DIRECTIVE
Rewrite all the entries below with "annotate" changed to "mark" and nothing else altered, and leave the pictures out.

EXCERPTED DATA
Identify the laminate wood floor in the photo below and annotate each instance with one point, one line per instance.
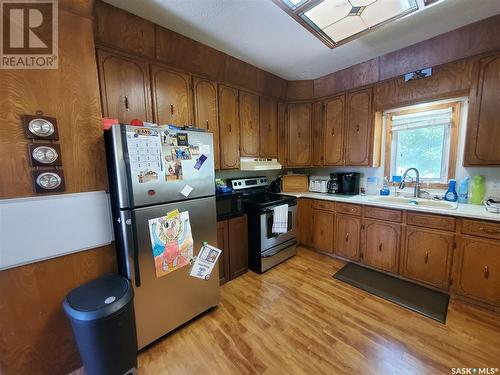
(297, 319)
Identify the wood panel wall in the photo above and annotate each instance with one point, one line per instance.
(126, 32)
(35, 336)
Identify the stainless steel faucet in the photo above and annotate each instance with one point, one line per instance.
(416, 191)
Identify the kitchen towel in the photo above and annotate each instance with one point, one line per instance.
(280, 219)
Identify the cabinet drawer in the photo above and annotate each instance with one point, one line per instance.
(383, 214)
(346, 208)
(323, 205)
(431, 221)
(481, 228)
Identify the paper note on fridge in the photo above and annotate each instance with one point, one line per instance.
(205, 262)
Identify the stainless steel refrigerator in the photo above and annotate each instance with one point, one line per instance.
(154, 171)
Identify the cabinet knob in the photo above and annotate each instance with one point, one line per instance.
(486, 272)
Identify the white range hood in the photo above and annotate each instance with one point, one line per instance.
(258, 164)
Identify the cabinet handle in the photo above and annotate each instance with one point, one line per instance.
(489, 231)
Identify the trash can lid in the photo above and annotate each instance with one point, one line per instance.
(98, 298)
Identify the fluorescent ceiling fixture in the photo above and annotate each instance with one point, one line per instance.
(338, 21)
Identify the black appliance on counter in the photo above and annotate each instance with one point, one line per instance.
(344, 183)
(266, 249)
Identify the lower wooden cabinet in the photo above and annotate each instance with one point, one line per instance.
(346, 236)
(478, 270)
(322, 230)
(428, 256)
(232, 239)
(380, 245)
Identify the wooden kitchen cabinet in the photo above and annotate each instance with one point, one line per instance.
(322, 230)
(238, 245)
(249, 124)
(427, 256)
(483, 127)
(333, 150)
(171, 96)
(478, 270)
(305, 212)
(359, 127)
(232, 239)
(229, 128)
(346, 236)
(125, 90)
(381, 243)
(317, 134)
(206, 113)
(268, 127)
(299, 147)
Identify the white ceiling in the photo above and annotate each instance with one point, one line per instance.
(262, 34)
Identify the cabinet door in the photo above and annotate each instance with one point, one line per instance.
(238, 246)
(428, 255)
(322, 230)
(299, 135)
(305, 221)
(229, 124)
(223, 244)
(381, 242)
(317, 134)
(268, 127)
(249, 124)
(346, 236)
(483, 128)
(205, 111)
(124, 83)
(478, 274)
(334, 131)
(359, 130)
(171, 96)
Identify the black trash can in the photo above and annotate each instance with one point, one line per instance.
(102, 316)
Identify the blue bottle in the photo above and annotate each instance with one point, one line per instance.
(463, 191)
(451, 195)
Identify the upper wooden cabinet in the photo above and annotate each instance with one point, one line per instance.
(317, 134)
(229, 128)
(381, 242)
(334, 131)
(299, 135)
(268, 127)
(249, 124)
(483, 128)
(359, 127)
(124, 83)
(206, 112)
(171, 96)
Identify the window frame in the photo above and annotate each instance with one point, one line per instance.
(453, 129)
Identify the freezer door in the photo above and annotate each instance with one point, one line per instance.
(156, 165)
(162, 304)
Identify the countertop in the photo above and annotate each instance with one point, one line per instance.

TASK RESULT
Identify the laminate wood floor in the photo below and mark each instance with one point, one line per instance.
(297, 319)
Identify the wood panel wall in the photo above and mark each instance with one point, one line per instance.
(126, 32)
(35, 336)
Identify the stainless steel faucet in the photo above and mark each instance with one point, one line per instance.
(416, 191)
Identify the kitchen towel in the photo above and mark each instance with one point, one line per instance.
(280, 219)
Identify the cabinet drawer in the photo above and mark each instance with one point, one line per instance.
(383, 214)
(346, 208)
(323, 205)
(431, 221)
(481, 228)
Identify the paper note on fridge in the photo above and mark each instance with one point, one line per instance.
(205, 262)
Identify the stainless steel refrigerator in the photo above and mark each instance with one point, one line per instance.
(154, 171)
Identify the cabinet knob in the photo above and mark each instance with one point, one line per instance.
(486, 272)
Identify the white range hood in the photo above and mark each instance with one point, one line per instance.
(258, 164)
Identify the cabinet handle in the photo above and mark each instance with one point, one line per instance.
(489, 231)
Identify the trash can lid in the photo above and mark each instance with one point, one line per instance.
(98, 298)
Identify the fluorescent ceiling fixture in the photo above and mark each instance with one point, one line per instance.
(338, 21)
Identify the black appliance on counter in the photo above and mark each instance with one point, one line per instance.
(344, 183)
(266, 249)
Identify the lower wooden cabinet in the photo above and mark each instance with one point, one line per instance.
(346, 236)
(478, 270)
(322, 230)
(428, 256)
(232, 239)
(380, 245)
Identify the wooden kitchen cabinet in the photo above and mark each instance with one point, one line per instance.
(322, 230)
(238, 245)
(249, 124)
(427, 256)
(483, 127)
(333, 150)
(171, 96)
(478, 270)
(305, 212)
(359, 127)
(232, 239)
(229, 128)
(346, 236)
(125, 90)
(381, 243)
(317, 134)
(206, 113)
(268, 127)
(299, 147)
Identify the white ceiling in the photo above and mark each instance with one point, one line per instance.
(262, 34)
Identify the cabinet door in the photo above and mark each instance with one point, one line per instance.
(238, 246)
(428, 255)
(322, 230)
(299, 135)
(305, 221)
(229, 124)
(223, 244)
(381, 242)
(317, 134)
(268, 127)
(249, 124)
(346, 236)
(483, 128)
(205, 111)
(124, 83)
(478, 274)
(334, 131)
(359, 130)
(171, 96)
Identify the black trash can in the photo above and mark each instance with one point, one line per instance.
(102, 316)
Identify the blue bottle in the photo above and mark each instance with one point, one line per instance.
(463, 191)
(451, 195)
Identify the upper wooden cabinet in the photo above and mark each instance with one point, one line per instance.
(317, 134)
(229, 128)
(381, 242)
(334, 131)
(299, 135)
(268, 127)
(249, 124)
(483, 128)
(359, 127)
(124, 83)
(206, 112)
(171, 96)
Identify the window frame in the photo above and mark each instance with one point, one line per instance.
(453, 129)
Identify the freezer door in the photo above and mark each instance with one point, one line per instance.
(156, 165)
(162, 304)
Identify the countertop in the photo above and mark each instance with one point, one line per instance.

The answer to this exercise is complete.